-- 抜粋 --
● ● ● ● ● ● ●
88ページの薄い本ですが、テーマをひとつに絞って、説得力があった。
「近世中頃から近代にかけて薩摩藩領の農民は重い貢租と商品作物の作付強制と役人の経費負担などの収奪を受けて、「生存はあったが、生活はなかった」と言われてきた」
が、はたしてそうか?というテーマ。
「しかし、現実には農民は近世に遡るハレの日の諸行事を継承するなど生きる楽しみに彩られた「生活」を営んでいた。このかけ離れた状況を矛盾なく結び合わせる鍵は、農民がサツマイモを主食材に組み込んだことであるとの仮説を提起」
タイトルの疑問文は、著者が、親戚から聞いた曽祖父の暮らしぶりから。
本書の「薩摩藩領の農民」の中には奄美諸島の農民も含まれると思うが、
奄美の歴史書を読んで感じる疑問とよく似ている。
いままで読んだ奄美の歴史の本で、奄美の農民の悲惨さを説明するためによく引用される文に
1778年に奄美にきた薩摩の役人、得能佐平次の一文をネットで探しコピペしよう。
家々の労れ、いふもさらなり、腰打かけて足を休むる家なく、渇きへ忍び兼るほどなり
朝夕の煙だに立たる事なく、磯の藻屑に飢を凌ぐなると語るを聞くも、胸塞る計り也
ほんとかよ、とも思いつつ、偉いお役人が、たまたま?書いた文章が何百年も一人歩きして私にイメージを形づくる。
● ● ● ● ● ● ●
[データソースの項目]
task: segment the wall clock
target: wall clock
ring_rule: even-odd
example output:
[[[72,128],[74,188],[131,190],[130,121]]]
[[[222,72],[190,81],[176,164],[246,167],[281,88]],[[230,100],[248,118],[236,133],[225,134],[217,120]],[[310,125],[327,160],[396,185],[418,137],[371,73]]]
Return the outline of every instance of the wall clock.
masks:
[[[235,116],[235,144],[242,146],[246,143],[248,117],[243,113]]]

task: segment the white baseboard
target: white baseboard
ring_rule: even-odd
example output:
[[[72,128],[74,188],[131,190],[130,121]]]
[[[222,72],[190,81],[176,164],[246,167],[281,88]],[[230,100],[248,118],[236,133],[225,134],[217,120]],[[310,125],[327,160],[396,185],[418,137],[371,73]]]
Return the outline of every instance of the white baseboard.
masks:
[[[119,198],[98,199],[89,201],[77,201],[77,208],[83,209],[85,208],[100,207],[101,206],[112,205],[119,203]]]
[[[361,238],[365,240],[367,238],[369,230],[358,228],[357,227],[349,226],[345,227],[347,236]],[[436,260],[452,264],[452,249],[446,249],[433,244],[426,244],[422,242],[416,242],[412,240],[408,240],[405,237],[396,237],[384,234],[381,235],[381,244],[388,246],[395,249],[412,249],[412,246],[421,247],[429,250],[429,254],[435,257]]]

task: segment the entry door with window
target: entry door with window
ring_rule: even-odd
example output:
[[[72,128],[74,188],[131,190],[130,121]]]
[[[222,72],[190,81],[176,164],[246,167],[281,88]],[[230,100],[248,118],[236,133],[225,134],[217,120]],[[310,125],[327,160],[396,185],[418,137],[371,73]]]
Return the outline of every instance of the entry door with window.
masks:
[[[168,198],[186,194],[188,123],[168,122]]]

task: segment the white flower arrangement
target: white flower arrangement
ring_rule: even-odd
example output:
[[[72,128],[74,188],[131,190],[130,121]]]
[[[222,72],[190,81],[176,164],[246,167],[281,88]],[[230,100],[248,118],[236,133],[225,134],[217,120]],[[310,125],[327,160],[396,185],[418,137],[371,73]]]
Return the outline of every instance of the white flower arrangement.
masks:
● ● ● ● ● ● ●
-- 課題の内容 --
a: 抜粋を「タイトルの疑問文は、著者が、親戚から聞いた曽祖父の暮らしぶりから。」を含む箇所から書き始め、「1778年に奄美にきた薩摩の役人、得能佐平次の一文をネットで探しコピペしよう。」のところで終えて書き直せ。その際、「曽祖父」を「祖父」に置き換えること。
b: 抜粋で、薩摩藩領の農民が受けた収奪として挙げられているものをすべて列挙せよ。
c: 抜粋の要点を二文でまとめよ。

-- 解答 --
a:
タイトルの疑問文は、著者が、親戚から聞いた祖父の暮らしぶりから。
本書の「薩摩藩領の農民」の中には奄美諸島の農民も含まれると思うが、
奄美の歴史書を読んで感じる疑問とよく似ている。
いままで読んだ奄美の歴史の本で、奄美の農民の悲惨さを説明するためによく引用される文に
1778年に奄美にきた薩摩の役人、得能佐平次の一文をネットで探しコピペしよう。

b:
・重い貢租
・商品作物の作付強制
・役人の経費負担

c: 抜粋は、重い収奪を受けた薩摩藩領の農民について「生存はあったが、生活はなかった」とする通説に疑問を投げかける薄い本を紹介している。その本は、農民がサツマイモを主食材に組み込んだことが、ハレの日の行事を継承するような楽しみのある「生活」を営めた鍵だとする仮説を示しており、書き手はこの問いが奄美の歴史書を読んで感じる疑問とよく似ていると述べている。